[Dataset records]
╔══

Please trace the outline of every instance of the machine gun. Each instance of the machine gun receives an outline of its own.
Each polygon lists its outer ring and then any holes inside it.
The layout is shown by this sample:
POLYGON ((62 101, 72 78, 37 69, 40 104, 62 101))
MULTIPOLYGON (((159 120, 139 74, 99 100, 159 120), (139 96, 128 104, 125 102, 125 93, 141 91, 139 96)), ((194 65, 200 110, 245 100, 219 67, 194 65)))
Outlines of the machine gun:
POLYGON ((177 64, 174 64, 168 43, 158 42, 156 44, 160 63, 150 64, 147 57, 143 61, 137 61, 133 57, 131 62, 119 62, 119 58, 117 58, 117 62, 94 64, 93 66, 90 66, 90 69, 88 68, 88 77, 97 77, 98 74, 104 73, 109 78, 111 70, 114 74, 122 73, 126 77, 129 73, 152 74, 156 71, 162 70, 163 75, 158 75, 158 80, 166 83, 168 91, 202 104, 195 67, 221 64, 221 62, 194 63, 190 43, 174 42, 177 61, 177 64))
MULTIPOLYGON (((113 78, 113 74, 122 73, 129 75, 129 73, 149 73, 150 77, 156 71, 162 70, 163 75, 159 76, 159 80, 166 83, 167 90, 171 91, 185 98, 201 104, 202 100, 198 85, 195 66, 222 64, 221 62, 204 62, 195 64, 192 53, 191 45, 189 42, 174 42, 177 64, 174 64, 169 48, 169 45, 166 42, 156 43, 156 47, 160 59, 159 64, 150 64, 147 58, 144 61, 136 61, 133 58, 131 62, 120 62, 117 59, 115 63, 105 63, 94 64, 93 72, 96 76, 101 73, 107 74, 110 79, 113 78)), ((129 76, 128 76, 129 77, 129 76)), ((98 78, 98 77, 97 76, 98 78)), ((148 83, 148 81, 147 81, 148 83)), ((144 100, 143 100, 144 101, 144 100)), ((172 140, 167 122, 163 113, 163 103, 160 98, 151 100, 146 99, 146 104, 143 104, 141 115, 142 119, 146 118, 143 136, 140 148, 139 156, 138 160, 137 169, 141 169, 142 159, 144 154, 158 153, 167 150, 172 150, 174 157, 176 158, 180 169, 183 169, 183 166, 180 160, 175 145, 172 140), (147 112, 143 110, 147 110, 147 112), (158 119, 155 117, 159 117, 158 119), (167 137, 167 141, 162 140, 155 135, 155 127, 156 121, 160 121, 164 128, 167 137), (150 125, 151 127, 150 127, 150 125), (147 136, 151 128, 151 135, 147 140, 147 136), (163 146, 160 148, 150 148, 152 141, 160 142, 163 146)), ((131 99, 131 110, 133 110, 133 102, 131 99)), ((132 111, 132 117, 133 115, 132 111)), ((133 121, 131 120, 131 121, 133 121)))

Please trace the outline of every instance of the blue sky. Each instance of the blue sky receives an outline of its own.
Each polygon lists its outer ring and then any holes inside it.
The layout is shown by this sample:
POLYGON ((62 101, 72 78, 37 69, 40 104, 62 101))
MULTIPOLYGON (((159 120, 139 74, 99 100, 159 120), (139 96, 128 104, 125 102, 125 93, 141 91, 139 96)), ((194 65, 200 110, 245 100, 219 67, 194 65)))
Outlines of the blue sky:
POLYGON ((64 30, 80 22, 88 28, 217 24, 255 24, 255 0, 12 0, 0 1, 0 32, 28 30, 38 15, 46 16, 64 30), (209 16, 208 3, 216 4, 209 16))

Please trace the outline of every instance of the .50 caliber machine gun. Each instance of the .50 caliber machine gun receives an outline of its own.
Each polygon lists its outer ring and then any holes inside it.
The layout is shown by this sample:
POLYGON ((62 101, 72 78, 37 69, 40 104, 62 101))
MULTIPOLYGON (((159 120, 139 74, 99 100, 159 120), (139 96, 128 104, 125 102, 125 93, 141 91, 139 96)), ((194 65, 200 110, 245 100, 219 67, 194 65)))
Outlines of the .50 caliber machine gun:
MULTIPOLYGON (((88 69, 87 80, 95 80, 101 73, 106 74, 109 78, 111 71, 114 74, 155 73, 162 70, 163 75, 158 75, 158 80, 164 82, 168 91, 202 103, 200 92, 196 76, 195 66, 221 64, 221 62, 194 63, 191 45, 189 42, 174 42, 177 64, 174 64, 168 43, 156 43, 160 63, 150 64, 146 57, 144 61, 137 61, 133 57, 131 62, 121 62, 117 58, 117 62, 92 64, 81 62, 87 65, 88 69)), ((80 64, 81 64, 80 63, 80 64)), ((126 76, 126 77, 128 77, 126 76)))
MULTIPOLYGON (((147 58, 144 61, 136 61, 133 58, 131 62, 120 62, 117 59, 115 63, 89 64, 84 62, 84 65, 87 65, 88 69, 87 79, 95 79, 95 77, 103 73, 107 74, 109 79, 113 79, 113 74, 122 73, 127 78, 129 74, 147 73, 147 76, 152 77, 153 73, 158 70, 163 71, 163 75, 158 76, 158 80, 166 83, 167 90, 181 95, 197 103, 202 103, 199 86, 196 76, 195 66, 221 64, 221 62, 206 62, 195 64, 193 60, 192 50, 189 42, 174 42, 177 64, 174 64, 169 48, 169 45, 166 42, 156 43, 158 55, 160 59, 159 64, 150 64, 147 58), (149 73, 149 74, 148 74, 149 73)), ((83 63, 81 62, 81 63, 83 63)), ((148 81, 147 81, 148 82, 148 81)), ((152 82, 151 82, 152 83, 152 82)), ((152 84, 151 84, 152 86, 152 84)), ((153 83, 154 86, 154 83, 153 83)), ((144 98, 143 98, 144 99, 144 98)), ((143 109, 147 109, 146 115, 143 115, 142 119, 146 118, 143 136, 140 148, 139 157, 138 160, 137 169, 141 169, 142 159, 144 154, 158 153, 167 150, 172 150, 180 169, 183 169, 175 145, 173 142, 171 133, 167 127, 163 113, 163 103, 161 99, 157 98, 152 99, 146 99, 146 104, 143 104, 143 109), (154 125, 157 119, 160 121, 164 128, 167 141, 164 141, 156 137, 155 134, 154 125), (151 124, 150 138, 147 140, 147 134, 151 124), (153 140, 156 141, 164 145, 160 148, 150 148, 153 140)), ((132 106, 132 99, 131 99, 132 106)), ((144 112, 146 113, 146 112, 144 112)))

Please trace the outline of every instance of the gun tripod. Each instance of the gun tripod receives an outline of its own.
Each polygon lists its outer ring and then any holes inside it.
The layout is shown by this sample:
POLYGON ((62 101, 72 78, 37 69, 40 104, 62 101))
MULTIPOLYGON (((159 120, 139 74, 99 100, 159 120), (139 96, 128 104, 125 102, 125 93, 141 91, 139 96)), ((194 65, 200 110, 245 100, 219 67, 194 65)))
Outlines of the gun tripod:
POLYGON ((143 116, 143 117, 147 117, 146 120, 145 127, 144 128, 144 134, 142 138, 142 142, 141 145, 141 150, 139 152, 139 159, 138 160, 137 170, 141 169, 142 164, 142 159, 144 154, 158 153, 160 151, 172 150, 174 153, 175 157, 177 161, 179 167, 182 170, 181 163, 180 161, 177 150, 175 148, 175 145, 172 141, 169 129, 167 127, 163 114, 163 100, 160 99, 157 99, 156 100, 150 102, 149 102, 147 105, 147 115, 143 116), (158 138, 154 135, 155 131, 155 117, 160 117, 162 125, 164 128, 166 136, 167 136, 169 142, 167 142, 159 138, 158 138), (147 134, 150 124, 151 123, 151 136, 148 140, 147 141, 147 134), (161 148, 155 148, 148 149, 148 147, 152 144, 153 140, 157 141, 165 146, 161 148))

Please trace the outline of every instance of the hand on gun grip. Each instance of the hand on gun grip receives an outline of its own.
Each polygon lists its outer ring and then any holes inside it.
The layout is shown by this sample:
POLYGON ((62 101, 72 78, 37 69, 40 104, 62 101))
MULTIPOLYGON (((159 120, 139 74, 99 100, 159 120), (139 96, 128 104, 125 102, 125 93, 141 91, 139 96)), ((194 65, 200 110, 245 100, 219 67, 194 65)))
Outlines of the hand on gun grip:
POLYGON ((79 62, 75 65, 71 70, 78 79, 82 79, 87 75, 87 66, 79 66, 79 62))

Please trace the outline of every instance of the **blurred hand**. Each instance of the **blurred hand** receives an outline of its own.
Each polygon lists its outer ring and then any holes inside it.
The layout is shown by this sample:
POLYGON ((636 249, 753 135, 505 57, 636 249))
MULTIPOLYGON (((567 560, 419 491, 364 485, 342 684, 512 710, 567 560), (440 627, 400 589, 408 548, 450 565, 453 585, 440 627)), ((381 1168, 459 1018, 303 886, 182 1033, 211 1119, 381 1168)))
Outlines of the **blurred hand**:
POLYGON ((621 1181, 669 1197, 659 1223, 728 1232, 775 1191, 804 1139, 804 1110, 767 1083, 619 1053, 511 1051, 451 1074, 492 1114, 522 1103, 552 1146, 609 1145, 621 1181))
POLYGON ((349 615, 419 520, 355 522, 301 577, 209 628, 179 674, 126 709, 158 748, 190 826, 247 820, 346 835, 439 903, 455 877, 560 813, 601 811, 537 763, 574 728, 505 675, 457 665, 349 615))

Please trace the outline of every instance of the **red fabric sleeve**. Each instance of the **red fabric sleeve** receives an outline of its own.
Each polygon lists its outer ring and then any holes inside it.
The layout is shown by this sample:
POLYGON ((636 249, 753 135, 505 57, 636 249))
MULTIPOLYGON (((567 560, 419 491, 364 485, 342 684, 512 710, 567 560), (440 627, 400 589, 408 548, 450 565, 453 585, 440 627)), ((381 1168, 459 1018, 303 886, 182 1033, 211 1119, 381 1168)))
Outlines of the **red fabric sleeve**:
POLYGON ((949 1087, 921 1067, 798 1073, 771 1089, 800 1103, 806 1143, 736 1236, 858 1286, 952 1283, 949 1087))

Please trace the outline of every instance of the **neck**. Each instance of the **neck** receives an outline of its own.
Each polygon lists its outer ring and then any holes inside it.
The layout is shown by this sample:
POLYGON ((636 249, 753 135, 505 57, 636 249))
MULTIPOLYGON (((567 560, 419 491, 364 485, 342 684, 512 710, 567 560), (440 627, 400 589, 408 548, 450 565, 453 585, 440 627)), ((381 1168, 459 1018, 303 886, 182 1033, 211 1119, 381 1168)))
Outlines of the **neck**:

╚══

Rewrite the lines beginning at the one containing "Please trace the outline of every instance of the blue" and ending after the one containing "Outlines of the blue", changing "blue sky" to "clear sky" and leaving everything else the same.

Output for this task —
Please trace the outline of every instance of the clear sky. Each instance of the clear sky receives an outline of its own.
Each polygon lists its outer ring and then any holes inside it.
The layout is shown by this sample:
POLYGON ((62 101, 72 78, 37 69, 40 104, 62 101))
MULTIPOLYGON (((159 120, 139 74, 99 100, 159 120), (139 96, 128 104, 125 102, 125 93, 141 91, 139 96)), ((194 65, 200 110, 245 100, 219 67, 194 65)))
Outlines of the clear sky:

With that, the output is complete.